# REQUIRED WORK
A) In the article on medical forensic exams in Texas below, list every group the text says has discussed the new bill.
B) Extend the article on medical forensic exams in Texas below, starting right after its last line.

# TEXT SHOWN

-*-*-

Increasing Access to Medical Forensic Exams in Texas
By Chris Kaiser, TAASA Staff Attorney
This year the Texas Legislature passed a law to give sexual assault survivors the choice to have forensic evidence collected at any emergency room in the state. Authored by Sen. Wendy Davis (Ft. Worth) and Rep. Senfronia Thompson (Houston), the bill has generated much discussion among sexual assault advocates, medical professionals, law enforcement officials, and the media.
The impetus for the new law was that survivors in some remote areas of the state had found themselves in an impossible dilemma. They desperately wanted to have evidence of their rapes collected, but the distance to the nearest ER with a SANE program was too far to travel—sometimes several hours away. Against that backdrop, SB 1191 represents the idea that survivors should not have to choose between spending time and money they do not have to travel to the “right” hospital and not having evidence collected at all.
SB 1191 took effect on September 1, 2013. As facilities and response teams across Texas work to implement the law as smoothly as possible, now is an important time to review what to expect at the ER.
Can we still transfer survivors to the local SANE program?

-*-*-

# INFORMATION
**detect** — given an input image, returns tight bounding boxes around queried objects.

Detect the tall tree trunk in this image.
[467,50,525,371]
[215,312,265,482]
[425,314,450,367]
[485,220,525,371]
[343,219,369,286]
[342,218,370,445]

-*-*-

# RESULTS FOR EACH TASK
A)
- sexual assault advocates
- medical professionals
- law enforcement officials
- the media

B)
Yes, as long as the survivor consents to the transfer. The law doesn’t prohibit ERs without SANEs from transferring patients to ERs that do have SANEs. In fact, advocates and medical professionals should encourage survivors to utilize the services of certified SANEs whenever possible. In many communities, both urban and rural, a transfer to the nearest facility with a SANE program is relatively quick and will not create significant obstacles for the survivor.
The situation may be different for more remote communities, where the nearest facility with a SANE program may be hours away. In these areas, ERs may still offer the transfer, and survivors may still choose to accept it. However, the longer trip may not be tenable for some survivors, particularly those who lack adequate child care or flexibility in work schedules. Although the law covers all ERs, emergency departments in these areas should be especially prepared to collect evidence for survivors unable to travel.
Does every ER need to have a certified SANE?
No. The law requires each ER to develop a plan to train its personnel on basic sexual assault forensic evidence collection. The continuing education on forensic evidence collection that is already required for nurses working in ERs (Tex. Occ. Code § 301.306; 22 Tex. Admin. Code § 216.3(5)) may satisfy the SB 1191 minimum training requirement. The Board of Nursing will write rules making that determination this fall. The Medical Board will also be creating rules soon to provide direction for physicians.
That said, each community’s criminal district attorney can serve a vital role in developing policies on training and evidence collection. Felony prosecutors have critical insight into what level of expertise is necessary to ensure the integrity of criminal prosecutions. As medical facilities balance these interests with their own legal compliance, DAs’ offices can provide a valuable perspective.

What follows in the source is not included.